[Opening DATASET RECORDS section]

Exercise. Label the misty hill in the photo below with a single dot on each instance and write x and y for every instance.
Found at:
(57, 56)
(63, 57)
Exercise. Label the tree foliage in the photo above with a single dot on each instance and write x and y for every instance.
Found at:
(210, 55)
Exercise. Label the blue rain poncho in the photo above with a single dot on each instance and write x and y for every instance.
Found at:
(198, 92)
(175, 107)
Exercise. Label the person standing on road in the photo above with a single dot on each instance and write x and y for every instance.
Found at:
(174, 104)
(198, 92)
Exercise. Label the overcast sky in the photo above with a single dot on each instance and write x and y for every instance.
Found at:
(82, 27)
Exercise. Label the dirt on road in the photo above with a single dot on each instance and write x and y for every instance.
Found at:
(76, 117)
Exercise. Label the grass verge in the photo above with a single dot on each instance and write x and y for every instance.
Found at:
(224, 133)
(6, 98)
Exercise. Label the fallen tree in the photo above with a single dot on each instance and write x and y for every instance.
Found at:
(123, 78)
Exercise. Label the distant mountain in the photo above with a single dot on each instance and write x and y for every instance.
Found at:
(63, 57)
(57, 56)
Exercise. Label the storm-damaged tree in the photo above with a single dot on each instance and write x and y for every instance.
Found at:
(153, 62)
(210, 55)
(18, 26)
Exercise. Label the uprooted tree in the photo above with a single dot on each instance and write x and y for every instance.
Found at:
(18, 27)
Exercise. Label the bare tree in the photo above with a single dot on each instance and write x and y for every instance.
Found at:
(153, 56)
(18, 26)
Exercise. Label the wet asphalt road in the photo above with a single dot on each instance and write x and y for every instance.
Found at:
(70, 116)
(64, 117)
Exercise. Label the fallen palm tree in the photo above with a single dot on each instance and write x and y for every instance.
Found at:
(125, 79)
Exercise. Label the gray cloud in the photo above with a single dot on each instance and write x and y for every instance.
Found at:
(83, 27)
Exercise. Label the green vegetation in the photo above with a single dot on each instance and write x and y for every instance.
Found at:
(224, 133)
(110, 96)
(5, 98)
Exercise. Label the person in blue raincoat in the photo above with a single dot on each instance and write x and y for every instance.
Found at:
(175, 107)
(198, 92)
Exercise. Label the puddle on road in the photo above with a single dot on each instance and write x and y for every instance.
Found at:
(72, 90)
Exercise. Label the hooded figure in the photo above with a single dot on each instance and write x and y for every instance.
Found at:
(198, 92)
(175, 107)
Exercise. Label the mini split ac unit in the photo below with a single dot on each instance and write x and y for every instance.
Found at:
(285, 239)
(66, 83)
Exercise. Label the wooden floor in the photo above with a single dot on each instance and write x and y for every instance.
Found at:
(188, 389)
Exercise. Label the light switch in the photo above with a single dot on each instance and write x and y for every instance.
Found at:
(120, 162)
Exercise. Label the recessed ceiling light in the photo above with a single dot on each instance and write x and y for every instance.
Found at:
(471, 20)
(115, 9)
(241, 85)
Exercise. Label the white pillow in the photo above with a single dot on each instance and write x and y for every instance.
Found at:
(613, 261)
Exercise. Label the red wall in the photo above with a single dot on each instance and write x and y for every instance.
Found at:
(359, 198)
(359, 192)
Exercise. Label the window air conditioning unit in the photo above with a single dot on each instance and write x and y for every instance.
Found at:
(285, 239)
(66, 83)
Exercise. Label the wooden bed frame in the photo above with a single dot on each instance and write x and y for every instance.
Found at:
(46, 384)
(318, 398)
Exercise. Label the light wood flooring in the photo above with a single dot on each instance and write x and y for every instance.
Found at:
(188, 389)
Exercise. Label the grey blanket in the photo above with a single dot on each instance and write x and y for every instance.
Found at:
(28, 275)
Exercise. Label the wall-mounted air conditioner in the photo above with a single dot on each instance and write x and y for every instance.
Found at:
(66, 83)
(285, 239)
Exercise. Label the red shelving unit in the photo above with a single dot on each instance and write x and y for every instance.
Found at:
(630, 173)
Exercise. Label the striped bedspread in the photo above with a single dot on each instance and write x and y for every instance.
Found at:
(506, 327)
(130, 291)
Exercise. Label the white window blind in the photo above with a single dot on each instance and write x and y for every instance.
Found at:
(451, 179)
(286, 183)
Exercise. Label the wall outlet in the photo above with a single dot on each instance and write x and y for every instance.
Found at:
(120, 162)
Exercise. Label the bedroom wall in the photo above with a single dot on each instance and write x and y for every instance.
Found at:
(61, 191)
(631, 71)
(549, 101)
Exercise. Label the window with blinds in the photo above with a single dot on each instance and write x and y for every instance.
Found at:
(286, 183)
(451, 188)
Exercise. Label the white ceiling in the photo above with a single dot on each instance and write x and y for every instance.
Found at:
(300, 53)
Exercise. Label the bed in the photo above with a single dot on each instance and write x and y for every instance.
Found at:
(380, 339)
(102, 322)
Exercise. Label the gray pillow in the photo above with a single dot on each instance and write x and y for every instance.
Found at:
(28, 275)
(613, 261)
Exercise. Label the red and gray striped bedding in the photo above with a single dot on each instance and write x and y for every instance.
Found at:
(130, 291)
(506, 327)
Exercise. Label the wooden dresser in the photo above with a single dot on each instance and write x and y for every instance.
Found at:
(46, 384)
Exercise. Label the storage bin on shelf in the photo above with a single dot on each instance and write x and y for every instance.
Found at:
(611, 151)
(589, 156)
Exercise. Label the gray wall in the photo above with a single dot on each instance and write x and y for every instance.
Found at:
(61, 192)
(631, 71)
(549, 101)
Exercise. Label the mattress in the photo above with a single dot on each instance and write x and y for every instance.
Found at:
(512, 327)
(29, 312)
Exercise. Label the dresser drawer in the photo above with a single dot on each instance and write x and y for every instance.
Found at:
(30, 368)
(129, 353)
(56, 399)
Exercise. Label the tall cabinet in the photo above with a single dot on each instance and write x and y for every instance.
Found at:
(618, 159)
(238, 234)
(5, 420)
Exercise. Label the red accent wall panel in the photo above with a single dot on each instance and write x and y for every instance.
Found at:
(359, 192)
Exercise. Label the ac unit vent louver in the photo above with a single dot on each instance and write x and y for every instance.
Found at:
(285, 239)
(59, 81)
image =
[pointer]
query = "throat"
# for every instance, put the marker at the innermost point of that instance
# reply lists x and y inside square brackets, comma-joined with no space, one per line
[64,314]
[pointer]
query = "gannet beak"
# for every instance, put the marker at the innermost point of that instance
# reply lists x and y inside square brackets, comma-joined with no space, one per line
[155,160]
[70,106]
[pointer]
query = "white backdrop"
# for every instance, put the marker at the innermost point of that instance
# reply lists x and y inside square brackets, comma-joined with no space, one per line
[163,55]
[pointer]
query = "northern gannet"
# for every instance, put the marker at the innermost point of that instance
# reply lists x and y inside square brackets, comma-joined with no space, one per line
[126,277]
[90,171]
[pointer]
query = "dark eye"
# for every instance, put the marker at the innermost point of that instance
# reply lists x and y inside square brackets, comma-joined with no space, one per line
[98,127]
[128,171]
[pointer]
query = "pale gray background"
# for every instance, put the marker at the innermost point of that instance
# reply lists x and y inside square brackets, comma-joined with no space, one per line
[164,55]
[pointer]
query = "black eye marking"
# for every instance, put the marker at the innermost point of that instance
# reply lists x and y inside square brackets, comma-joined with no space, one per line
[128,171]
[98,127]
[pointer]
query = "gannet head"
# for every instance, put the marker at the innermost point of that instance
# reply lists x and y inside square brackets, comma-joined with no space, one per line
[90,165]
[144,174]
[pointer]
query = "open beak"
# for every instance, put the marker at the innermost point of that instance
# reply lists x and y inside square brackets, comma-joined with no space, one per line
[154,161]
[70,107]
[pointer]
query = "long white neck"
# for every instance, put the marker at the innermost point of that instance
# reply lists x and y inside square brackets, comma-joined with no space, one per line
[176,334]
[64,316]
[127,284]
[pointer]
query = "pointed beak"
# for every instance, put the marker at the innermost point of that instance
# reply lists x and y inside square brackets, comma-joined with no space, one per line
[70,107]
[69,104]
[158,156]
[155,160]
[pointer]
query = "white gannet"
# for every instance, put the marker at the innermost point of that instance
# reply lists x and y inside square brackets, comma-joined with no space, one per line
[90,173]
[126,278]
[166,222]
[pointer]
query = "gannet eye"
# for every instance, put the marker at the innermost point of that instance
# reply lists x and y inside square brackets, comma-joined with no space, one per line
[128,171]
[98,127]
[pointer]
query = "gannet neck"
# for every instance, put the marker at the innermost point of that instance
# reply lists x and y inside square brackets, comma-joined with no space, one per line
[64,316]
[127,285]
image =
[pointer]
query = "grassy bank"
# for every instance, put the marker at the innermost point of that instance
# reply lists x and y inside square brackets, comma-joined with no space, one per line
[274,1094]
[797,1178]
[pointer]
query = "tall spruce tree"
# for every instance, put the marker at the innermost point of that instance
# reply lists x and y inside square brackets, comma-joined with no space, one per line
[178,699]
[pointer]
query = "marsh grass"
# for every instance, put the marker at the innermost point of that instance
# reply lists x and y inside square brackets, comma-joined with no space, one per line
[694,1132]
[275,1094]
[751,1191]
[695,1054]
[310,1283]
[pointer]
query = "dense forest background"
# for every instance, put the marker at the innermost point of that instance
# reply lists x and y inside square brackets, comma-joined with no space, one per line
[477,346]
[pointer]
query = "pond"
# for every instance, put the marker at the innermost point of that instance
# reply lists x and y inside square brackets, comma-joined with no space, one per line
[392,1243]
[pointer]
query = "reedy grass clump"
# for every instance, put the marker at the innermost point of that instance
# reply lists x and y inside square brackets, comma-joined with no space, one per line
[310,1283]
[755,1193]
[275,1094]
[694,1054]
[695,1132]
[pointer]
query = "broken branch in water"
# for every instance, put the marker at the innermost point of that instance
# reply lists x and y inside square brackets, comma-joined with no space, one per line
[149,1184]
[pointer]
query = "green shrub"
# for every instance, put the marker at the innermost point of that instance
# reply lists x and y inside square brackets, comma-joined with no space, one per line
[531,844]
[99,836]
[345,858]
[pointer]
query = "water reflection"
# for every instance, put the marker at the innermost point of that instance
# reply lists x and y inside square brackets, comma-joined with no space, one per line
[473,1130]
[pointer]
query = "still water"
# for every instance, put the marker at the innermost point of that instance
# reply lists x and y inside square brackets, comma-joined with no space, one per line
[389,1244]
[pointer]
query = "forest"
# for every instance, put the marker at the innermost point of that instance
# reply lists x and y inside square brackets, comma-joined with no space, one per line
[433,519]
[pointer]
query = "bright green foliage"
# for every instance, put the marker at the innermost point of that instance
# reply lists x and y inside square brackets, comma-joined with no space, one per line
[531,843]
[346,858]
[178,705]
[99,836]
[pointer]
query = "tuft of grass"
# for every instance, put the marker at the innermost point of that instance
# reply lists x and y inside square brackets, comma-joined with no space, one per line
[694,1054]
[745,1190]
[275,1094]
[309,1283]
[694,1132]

[Closing DATASET RECORDS section]

_WHAT THE EXERCISE ASKS_.
Locate the lines above that hold the word "background". Show every one of them.

_SOLUTION TO THIS EXERCISE_.
query = "pale gray background"
query = "dense forest background"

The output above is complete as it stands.